Transcribe the passage of the dice probability solution below from "The number of ways in which $X=1$" to "Thus, $P(X=1) = 6/216=1/36$.", keeping every character unchanged.

* _Excerpt to read_
** start **

Answer
$\color{blue}{p_X(k) = \begin{cases} 1/36,& k =1 \\ 15/36, & k=2 \\ 20/36, & k=3\end{cases}}$
Work Step by Step
The total number of outcomes for three (3) tosses of a fair dice is $6^3=216$ as each toss may come up in $6$ ways (the face shown for each toss is one of $1,2,3,4,5$, or $6$).
If we let the random variable $X$ denote the number of different faces that appear in three tosses of a fair die, then $X$ can either be $1$ (if all three dice show the same face), $2$ (if exactly two dice show the same face), or $3$ (if all three dice show different faces).
The number of ways in which $X=1$ (i.e., all three tosses of the fair die show the same face) is $6$ ways, since there are $\displaystyle {6\choose 1} = 6$ ways to choose the number that will show on each of the three tosses of the fair die.
Thus, $P(X=1) = 6/216=1/36$.
The number of ways in which $X=2$ (i.e., exactly two of the three tosses show the same face) is $\displaystyle {6\choose 1}\cdot {3\choose 2}\cdot 5 = 6\cdot 3\cdot 5 = 90$ ways since there are $\displaystyle {6\choose 1} = 6$ ways to choose the number that will be shown by exactly two of the three tosses, there are $\displaystyle {3\choose 2} = 3$ ways to choose which two tosses will share this number, and there are $5$ ways to assign a number for the face shown on the remaining toss of the three tosses.

** end **

* _Dataset section_
** start **

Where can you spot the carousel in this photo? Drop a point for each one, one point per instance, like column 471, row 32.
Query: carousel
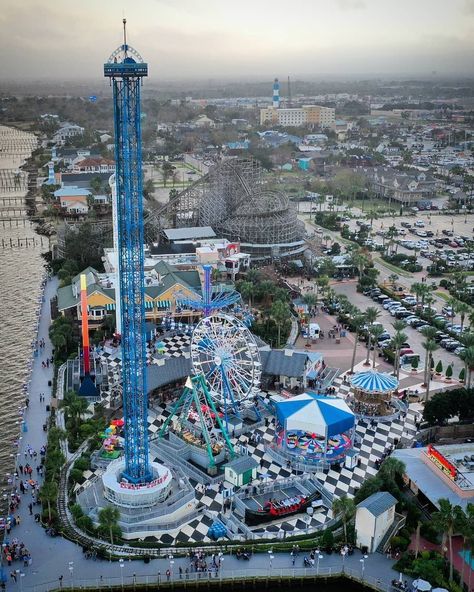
column 373, row 393
column 314, row 428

** end **

* _Written answer_
The number of ways in which $X=1$ (i.e., all three tosses of the fair die show the same face) is $6$ ways, since there are $\displaystyle {6\choose 1} = 6$ ways to choose the number that will show on each of the three tosses of the fair die.
Thus, $P(X=1) = 6/216=1/36$.